O comandante Marcelino morreu em 19 de outubro. A sua biógrafa, Rita Tamagnini, presta-lhe uma merecida homenagem neste artigo.

Foi no dia 19 de outubro de 2012. Dia triste. Um dos maiores aviadores portugueses de sempre fazia o seu último voo. Na terra. Os céus sempre foram dele, desde que um dia, ainda menino, olhou para cima e viu passar um avião e um piloto, de cachecol a esvoaçar ao vento.
Quis ser como ele. E foi. Teve a vida que quis, como fazia questão de repetir vezes sem conta, até acreditarmos nele. E isso acontecia logo à primeira, tamanha era a convicção que levava a frase. Era assim que resumia os dias. Os muitos que passaram pelos seus 96 anos de vida. Dita na primeira pessoa, foi também essa a frase que deu título ao livro que escrevi sobre a sua vida (NR: “A vida que eu quis – TAP 264”, publicado em 2007), repleta de histórias que se confundem com a História do País e da aviação em Portugal, em geral, e da TAP, muito em particular: a sua companhia de sempre.
Foi um dos “11 de Inglaterra”, o grupo fundador de pilotos da TAP, e foi aqui que voou por mais de 40 anos, sendo, ainda hoje, admirado pelos seus pares. Em boa hora decidiu a Associação de Pilotos Portugueses de Linha Aérea homenagear um aviador de mão cheia que viveu como quis, a voar.

○ ○ ○ ○ ○

**Problema proposto A**
Reproduza sem qualquer alteração, a partir das linhas de dados abaixo, o trecho que vai da linha que contém "Mark the brown" até à linha que contém "x=217 y=143", ambas incluídas.

○ ○ ○ ○ ○

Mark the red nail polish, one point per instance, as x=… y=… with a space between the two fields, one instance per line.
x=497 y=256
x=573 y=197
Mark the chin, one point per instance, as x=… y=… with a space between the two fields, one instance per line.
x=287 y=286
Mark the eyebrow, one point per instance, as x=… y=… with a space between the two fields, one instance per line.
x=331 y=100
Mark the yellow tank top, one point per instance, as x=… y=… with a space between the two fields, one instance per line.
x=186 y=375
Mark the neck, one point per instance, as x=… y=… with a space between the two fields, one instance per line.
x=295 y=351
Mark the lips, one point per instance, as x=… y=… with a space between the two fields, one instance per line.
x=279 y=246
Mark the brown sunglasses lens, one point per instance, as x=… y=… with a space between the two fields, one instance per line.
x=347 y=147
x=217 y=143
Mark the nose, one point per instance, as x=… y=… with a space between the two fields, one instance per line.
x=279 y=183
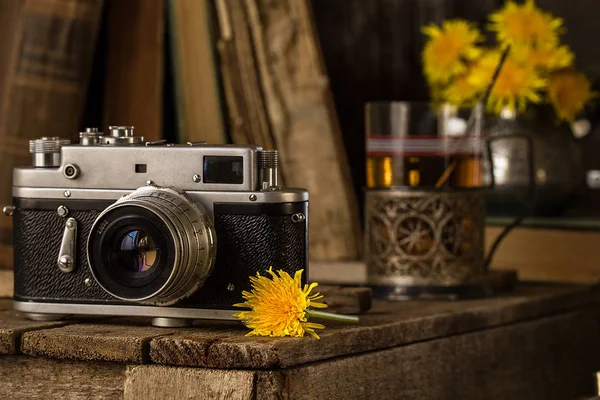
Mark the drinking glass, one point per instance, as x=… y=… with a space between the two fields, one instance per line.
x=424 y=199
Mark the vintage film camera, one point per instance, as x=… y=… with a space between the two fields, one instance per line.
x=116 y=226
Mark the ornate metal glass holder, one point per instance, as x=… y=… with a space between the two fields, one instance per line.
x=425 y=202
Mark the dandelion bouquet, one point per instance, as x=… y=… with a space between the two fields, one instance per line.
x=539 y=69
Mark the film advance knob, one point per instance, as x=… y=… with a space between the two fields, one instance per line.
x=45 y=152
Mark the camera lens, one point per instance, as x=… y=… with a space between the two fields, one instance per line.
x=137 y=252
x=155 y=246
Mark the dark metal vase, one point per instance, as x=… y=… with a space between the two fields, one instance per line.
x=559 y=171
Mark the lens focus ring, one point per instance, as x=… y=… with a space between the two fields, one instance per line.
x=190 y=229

○ ○ ○ ○ ○

**Problema proposto B**
Resuma em duas frases o excerto sobre o comandante Marcelino.

**Resposta completa A**
Mark the brown sunglasses lens, one point per instance, as x=… y=… with a space between the two fields, one instance per line.
x=347 y=147
x=217 y=143

**Resposta completa B**
O comandante Marcelino, um dos maiores aviadores portugueses, morreu a 19 de outubro de 2012, aos 96 anos, depois de ter tido a vida que quis, como fazia questão de repetir, frase que deu título ao livro que Rita Tamagnini escreveu sobre a sua vida. Integrou os "11 de Inglaterra", o grupo fundador de pilotos da TAP, voou na companhia durante mais de 40 anos, e a Associação de Pilotos Portugueses de Linha Aérea decidiu homenageá-lo.